Revisa el material:
• A. Según el texto del ejercicio, ¿durante cuánto tiempo estuvo el país bajo control militar?
• B. Transcribe del texto del ejercicio el fragmento que va desde "De hecho, no" hasta "e inversionistas extranjeros.".

Sin embargo, opera a favor de que esta iniciativa prospere la advertencia de sindicatos y movimientos sociales de toda índole en cuanto a que están dispuestos a reeditar con más fuerza que antes la explosión social de octubre y noviembre pasado, la que llevó al borde del precipicio a la institucionalidad vigente como a sus mandamases. Los que finalmente se salvaron, qué duda cabe, gracias justamente a la irrupción de la pandemia. Un virus que, además de sus horrores, explica que por seis meses el país, sus ciudades y pueblos hayan sido puestos bajo control militar y sus habitantes constreñidos, otra vez, por la violación sistemática de sus derechos humanos. Incluso con la realidad de la tortura y el encarcelamiento de miles de chilenos, según lo denunciado internacionalmente.
Justo es reconocer que la llamada oposición política poco o nada hizo en sus respectivos gobiernos de la Concertación y de la Nueva Mayoría para encarar la ya antigua demanda de reemplazar el sistema previsional. Renuencia que se explica en el encantamiento que les produjo el sistema neoliberal y la corrupción que en tres décadas se hizo transversal a toda la política. En los aportes que las mismas AFP, bancos y otras grandes empresas les han hecho a las contiendas electorales, como sobornando directamente a muchos políticos, ya sea incorporándolos a sus planillas de pago o a los propios directorios de sus sociedades anónimas.
Con lo anterior, lo que se constata actualmente es el miedo al pueblo: es lo que explica este primer remezón al sistema previsional y que también auspicia la posibilidad de que otras transformaciones puedan imponerse en los próximos meses para evitar, como se reconoce públicamente, el alzamiento popular y la demolición del “orden establecido”. En materia de salud, por ejemplo, donde las inequidades también son tan flagrantes.
De hecho, no son pocos los políticos de derecha que ya apoyan la realización del plebiscito a sabiendas que, sí o sí, esta consulta de octubre próximo va a derogar la Constitución. Pero ello, insistimos, no significa que de pronto los políticos chilenos se estén fidelizando con los objetivos “del gobierno del pueblo y por el pueblo”; es solo el pavor a que la voluntad soberana de la nación pueda imponerse al voluntarismo de quienes se sienten iluminados y designados para imponer al país lo que les place. Asegurando, con desparpajo, que lo que le conviene al país es lo que le interesa a los grandes empresarios e inversionistas extranjeros.

Extractos de registros:
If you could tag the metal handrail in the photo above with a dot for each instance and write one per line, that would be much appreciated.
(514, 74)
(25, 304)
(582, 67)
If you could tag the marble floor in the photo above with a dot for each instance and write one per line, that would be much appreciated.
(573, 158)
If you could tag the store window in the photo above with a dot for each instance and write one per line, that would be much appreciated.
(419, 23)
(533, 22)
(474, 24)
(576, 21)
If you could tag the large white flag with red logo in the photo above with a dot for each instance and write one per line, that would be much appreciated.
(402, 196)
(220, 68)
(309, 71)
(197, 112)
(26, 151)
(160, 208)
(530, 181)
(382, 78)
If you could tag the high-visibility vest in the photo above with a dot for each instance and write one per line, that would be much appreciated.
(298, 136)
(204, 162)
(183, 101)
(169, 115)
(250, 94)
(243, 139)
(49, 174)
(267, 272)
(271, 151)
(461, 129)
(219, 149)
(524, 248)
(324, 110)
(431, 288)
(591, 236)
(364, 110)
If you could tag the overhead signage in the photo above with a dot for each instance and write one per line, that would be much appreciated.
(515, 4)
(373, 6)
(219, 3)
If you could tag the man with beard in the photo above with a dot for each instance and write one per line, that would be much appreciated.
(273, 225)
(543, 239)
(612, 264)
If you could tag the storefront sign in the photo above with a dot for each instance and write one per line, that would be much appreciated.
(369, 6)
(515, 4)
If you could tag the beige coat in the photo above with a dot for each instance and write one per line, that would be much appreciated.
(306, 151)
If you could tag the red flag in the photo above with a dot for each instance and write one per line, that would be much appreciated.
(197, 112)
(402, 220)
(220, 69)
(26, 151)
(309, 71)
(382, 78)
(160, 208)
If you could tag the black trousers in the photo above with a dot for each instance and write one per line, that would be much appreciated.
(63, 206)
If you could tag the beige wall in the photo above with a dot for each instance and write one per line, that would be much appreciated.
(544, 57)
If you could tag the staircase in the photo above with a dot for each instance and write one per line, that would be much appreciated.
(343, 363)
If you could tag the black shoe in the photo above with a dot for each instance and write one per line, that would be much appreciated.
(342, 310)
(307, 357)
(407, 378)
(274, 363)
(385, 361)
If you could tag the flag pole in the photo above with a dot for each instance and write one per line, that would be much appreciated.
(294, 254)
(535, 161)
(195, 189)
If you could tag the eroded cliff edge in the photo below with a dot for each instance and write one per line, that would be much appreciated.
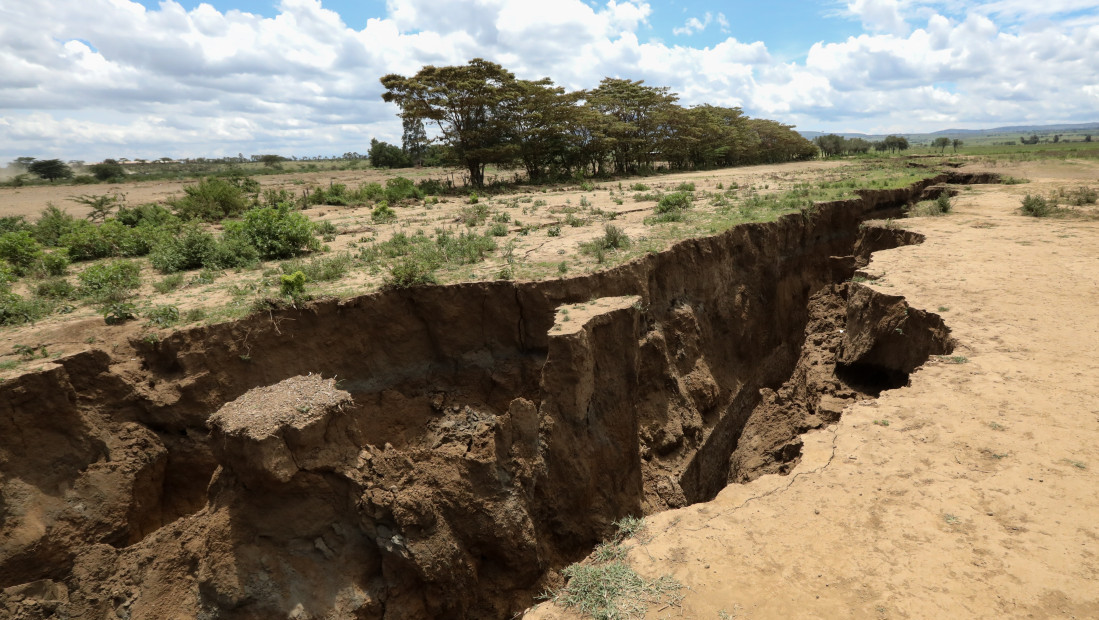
(484, 442)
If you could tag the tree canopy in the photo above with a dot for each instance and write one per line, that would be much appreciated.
(485, 115)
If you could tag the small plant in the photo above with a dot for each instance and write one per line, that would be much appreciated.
(383, 213)
(168, 284)
(943, 202)
(326, 230)
(119, 312)
(163, 316)
(292, 285)
(1036, 207)
(56, 288)
(110, 283)
(410, 270)
(26, 352)
(607, 588)
(677, 201)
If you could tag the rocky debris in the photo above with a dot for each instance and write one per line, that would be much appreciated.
(473, 451)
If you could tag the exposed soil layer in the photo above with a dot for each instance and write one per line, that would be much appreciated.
(478, 436)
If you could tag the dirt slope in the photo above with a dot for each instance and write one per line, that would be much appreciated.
(978, 499)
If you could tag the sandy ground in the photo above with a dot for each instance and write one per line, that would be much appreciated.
(978, 499)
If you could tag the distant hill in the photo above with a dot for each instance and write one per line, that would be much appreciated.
(979, 135)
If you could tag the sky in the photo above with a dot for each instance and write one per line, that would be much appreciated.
(89, 79)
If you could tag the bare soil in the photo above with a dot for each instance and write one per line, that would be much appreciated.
(967, 494)
(478, 436)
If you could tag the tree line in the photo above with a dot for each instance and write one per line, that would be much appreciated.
(485, 115)
(832, 144)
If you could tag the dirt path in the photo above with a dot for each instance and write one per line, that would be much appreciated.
(972, 493)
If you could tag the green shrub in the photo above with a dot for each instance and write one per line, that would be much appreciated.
(163, 316)
(119, 312)
(87, 241)
(112, 281)
(21, 251)
(232, 252)
(7, 275)
(1078, 197)
(1036, 206)
(168, 284)
(292, 285)
(372, 191)
(55, 263)
(325, 229)
(109, 169)
(474, 216)
(12, 223)
(275, 232)
(614, 237)
(146, 214)
(383, 213)
(410, 270)
(52, 224)
(56, 288)
(433, 187)
(191, 248)
(14, 310)
(320, 268)
(943, 202)
(212, 200)
(467, 247)
(676, 201)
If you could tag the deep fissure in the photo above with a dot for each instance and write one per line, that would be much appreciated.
(487, 443)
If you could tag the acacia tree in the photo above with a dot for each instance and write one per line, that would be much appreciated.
(895, 143)
(632, 112)
(413, 140)
(540, 114)
(468, 106)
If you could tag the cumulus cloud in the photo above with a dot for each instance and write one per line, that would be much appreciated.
(879, 15)
(98, 78)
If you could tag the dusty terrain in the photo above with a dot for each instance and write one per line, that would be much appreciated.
(480, 436)
(968, 494)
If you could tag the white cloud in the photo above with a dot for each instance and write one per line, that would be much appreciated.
(694, 24)
(98, 78)
(879, 15)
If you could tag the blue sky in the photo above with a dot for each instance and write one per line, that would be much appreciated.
(106, 78)
(788, 26)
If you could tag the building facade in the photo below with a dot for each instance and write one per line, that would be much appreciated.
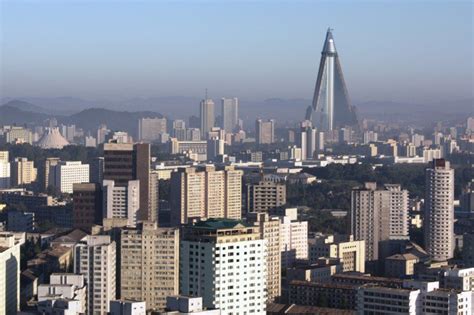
(205, 193)
(149, 264)
(224, 262)
(95, 259)
(439, 210)
(22, 172)
(379, 215)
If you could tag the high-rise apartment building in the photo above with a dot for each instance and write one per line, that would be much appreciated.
(350, 253)
(48, 172)
(22, 172)
(207, 115)
(205, 193)
(439, 210)
(67, 173)
(102, 133)
(121, 201)
(149, 264)
(224, 262)
(9, 274)
(379, 215)
(269, 228)
(63, 289)
(150, 129)
(293, 238)
(265, 131)
(124, 162)
(265, 195)
(96, 171)
(95, 258)
(215, 147)
(230, 113)
(4, 170)
(87, 205)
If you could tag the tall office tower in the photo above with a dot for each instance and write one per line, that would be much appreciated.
(207, 116)
(331, 102)
(22, 172)
(154, 196)
(293, 238)
(67, 173)
(48, 172)
(124, 162)
(96, 171)
(95, 258)
(4, 170)
(149, 264)
(370, 136)
(379, 215)
(230, 113)
(215, 147)
(438, 222)
(205, 193)
(307, 142)
(265, 131)
(224, 262)
(121, 201)
(269, 228)
(9, 274)
(265, 195)
(87, 205)
(150, 129)
(102, 133)
(320, 142)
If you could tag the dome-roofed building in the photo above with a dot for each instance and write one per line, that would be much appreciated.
(52, 139)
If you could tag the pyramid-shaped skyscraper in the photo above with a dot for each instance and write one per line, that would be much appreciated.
(331, 108)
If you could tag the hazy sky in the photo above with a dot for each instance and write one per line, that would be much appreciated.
(418, 51)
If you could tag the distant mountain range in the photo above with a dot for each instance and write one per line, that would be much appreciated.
(117, 114)
(21, 113)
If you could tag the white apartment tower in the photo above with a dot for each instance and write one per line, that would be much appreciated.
(150, 129)
(4, 170)
(439, 210)
(95, 258)
(269, 228)
(206, 110)
(22, 172)
(293, 238)
(205, 193)
(121, 201)
(265, 131)
(149, 264)
(379, 215)
(224, 261)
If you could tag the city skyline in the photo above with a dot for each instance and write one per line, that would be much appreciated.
(150, 58)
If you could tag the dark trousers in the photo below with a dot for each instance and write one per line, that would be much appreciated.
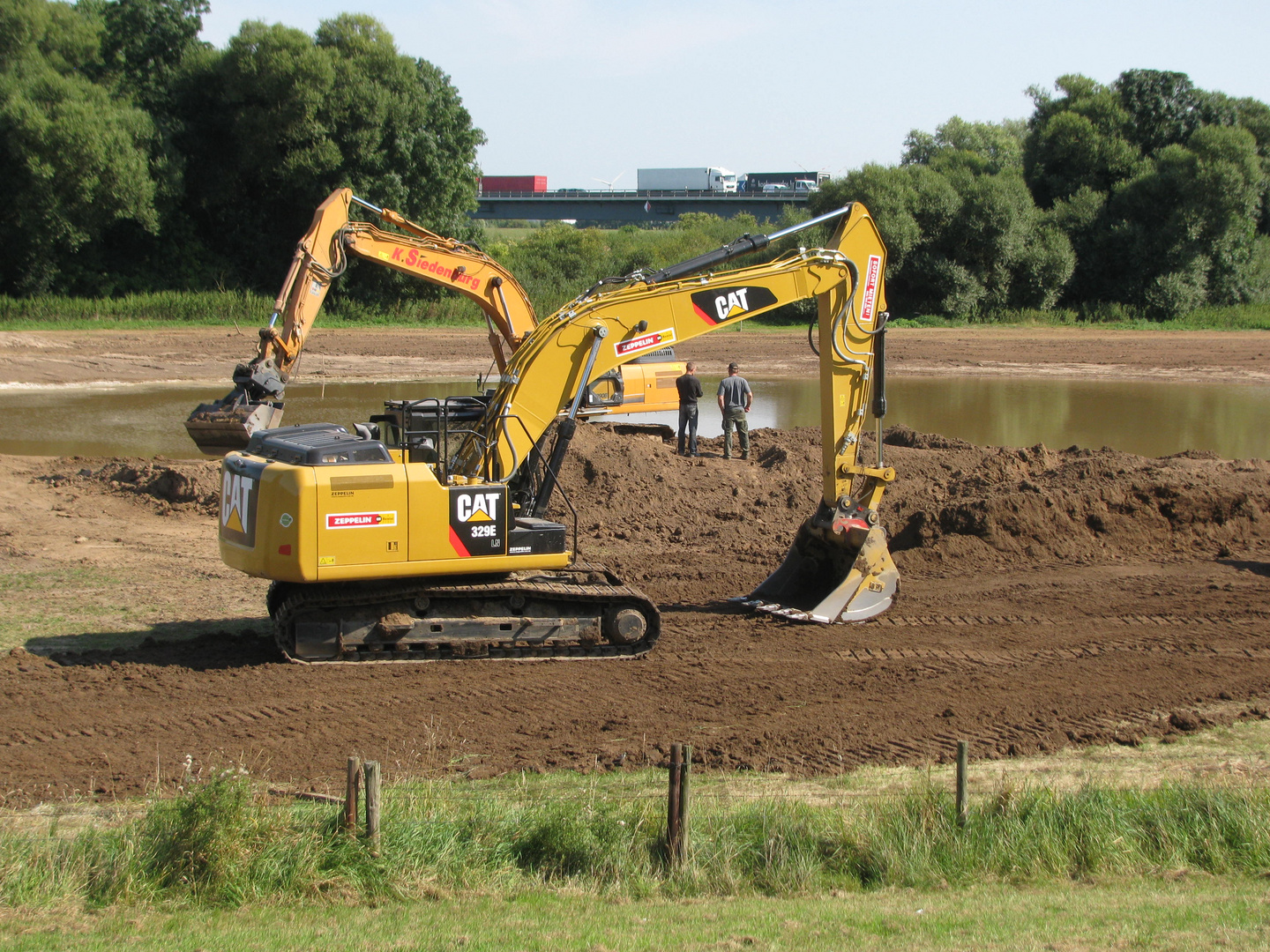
(689, 423)
(736, 417)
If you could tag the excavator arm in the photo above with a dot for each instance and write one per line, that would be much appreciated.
(427, 534)
(840, 568)
(322, 256)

Respuestas del ejercicio:
• A. Durante seis meses.

• B.
De hecho, no son pocos los políticos de derecha que ya apoyan la realización del plebiscito a sabiendas que, sí o sí, esta consulta de octubre próximo va a derogar la Constitución. Pero ello, insistimos, no significa que de pronto los políticos chilenos se estén fidelizando con los objetivos “del gobierno del pueblo y por el pueblo”; es solo el pavor a que la voluntad soberana de la nación pueda imponerse al voluntarismo de quienes se sienten iluminados y designados para imponer al país lo que les place. Asegurando, con desparpajo, que lo que le conviene al país es lo que le interesa a los grandes empresarios e inversionistas extranjeros.